=== What you need to do ===
- 1) Answer these questions using the passage on the Medicare coverage gap:
(a) What discount on generic drugs applies in the coverage gap in 2016?
(b) By 2020, what share of drug costs will Medicare pay in the coverage gap?
(c) How much notice is given before prescription drug lists or formularies change?
- 2) In the passage on the Medicare coverage gap, copy the part that opens with "Under the Affordable" and closes with "programs are available.", changing "participant" to "enrollee".

=== Selected extract ===
::::::::

While you’re in the donut hole, prescription drugs are sold at retail cost. However, due to the Affordable Care Act (ACA), there’s now a discount on prescriptions for people who get stuck in the coverage gap. In 2016, you get a 55 percent discount on brand-name drugs and a 42 percent discount on generics. Next year, the discount increases to 60 percent for brand-name drugs and 49 percent for generics. Brand name manufacturers will cover the discount even if your plan states that it has “no gap coverage.” Some plans will offer you a small increase in your monthly premium to continue covering you, even while you are in the coverage gap.
Under the Affordable Care Act, Medicare is required to pay more for prescription drugs in the coverage gap over time. By 2020, Medicare will pay 75 percent of the costs of both generic and brand-name drugs, and the participant will pay the remainder. This will effectively close the donut hole for good.
Additional Part D Points
Medicare Part D plans may provide you with additional benefits dependent upon your income levels. You will need to contact your Part D plan to learn about “Extra Help” programs if you are in financial need, as a number of low-income subsidies and middle-income help programs are available.
Many states offer additional help for individuals insured under Part D plans who cannot afford their medicine. You may find that as time goes on, your Part D plan’s premium increases annually. Prescription drug lists or formularies may change with 60 days of notice of being issued to you.

::::::::

=== Record excerpts ===
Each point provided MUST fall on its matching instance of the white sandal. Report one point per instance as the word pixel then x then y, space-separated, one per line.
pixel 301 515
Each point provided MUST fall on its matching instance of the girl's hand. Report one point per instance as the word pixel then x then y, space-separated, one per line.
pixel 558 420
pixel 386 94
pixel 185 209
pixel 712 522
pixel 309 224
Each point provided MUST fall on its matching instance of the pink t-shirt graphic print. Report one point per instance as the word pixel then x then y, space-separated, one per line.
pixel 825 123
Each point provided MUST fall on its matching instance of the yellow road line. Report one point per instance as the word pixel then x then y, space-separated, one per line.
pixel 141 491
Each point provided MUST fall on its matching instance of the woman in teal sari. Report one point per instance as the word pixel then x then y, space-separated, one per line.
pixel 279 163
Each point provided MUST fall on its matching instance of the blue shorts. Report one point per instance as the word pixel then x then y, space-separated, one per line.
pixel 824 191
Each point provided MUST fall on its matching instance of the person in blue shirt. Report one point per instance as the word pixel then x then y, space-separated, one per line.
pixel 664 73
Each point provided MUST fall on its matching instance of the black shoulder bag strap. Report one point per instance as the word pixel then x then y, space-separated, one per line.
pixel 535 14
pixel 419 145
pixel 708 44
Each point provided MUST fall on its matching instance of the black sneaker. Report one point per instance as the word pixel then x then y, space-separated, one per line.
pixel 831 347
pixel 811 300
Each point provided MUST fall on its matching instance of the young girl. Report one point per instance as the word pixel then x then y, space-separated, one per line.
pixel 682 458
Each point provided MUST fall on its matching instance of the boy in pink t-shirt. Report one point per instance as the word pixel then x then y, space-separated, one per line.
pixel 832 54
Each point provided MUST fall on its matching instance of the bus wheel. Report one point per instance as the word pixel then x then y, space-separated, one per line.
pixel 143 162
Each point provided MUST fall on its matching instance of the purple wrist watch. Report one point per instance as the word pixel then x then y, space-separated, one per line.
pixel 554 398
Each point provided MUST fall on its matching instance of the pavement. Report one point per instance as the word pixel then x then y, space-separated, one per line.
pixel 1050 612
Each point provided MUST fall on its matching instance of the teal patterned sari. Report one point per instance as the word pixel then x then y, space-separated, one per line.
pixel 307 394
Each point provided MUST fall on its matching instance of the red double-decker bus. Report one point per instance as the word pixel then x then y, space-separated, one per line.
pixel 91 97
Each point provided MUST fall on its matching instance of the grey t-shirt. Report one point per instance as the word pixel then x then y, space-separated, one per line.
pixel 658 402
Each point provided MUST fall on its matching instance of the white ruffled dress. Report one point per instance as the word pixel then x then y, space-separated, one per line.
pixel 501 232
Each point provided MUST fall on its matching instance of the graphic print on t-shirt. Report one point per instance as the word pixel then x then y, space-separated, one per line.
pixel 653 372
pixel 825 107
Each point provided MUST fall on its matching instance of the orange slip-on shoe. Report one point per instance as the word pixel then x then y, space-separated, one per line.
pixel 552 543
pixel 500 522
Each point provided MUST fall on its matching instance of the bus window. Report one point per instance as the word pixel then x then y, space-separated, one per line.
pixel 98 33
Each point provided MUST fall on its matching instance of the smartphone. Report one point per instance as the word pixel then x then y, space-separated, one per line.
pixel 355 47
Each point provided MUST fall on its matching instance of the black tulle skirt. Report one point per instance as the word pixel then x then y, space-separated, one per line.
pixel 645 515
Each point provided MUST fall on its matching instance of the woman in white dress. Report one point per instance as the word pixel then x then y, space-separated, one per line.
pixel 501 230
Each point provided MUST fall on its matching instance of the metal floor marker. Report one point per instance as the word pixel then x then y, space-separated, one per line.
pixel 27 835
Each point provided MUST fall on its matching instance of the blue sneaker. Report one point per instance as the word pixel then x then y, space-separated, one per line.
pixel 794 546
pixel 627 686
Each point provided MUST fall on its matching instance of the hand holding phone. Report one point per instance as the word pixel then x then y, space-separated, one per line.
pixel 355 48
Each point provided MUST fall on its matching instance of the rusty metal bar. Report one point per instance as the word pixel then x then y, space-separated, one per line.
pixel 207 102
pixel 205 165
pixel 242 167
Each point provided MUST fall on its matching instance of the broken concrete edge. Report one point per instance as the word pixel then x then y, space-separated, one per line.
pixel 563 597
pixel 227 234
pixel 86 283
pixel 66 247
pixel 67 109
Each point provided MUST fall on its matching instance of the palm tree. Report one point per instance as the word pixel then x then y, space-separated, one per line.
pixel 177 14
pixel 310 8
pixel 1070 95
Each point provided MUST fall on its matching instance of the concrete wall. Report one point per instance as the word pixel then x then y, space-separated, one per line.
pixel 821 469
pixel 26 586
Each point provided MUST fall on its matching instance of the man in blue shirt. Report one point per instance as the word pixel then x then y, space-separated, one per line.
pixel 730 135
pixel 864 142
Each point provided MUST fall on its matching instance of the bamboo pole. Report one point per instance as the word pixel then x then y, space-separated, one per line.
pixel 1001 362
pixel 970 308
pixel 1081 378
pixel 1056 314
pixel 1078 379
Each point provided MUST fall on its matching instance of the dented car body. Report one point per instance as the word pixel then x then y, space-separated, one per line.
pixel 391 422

::::::::

=== Answers provided ===
- 1)
(a) A 42 percent discount.
(b) 75 percent of the costs of both generic and brand-name drugs.
(c) 60 days of notice.

- 2)
Under the Affordable Care Act, Medicare is required to pay more for prescription drugs in the coverage gap over time. By 2020, Medicare will pay 75 percent of the costs of both generic and brand-name drugs, and the enrollee will pay the remainder. This will effectively close the donut hole for good.
Additional Part D Points
Medicare Part D plans may provide you with additional benefits dependent upon your income levels. You will need to contact your Part D plan to learn about “Extra Help” programs if you are in financial need, as a number of low-income subsidies and middle-income help programs are available.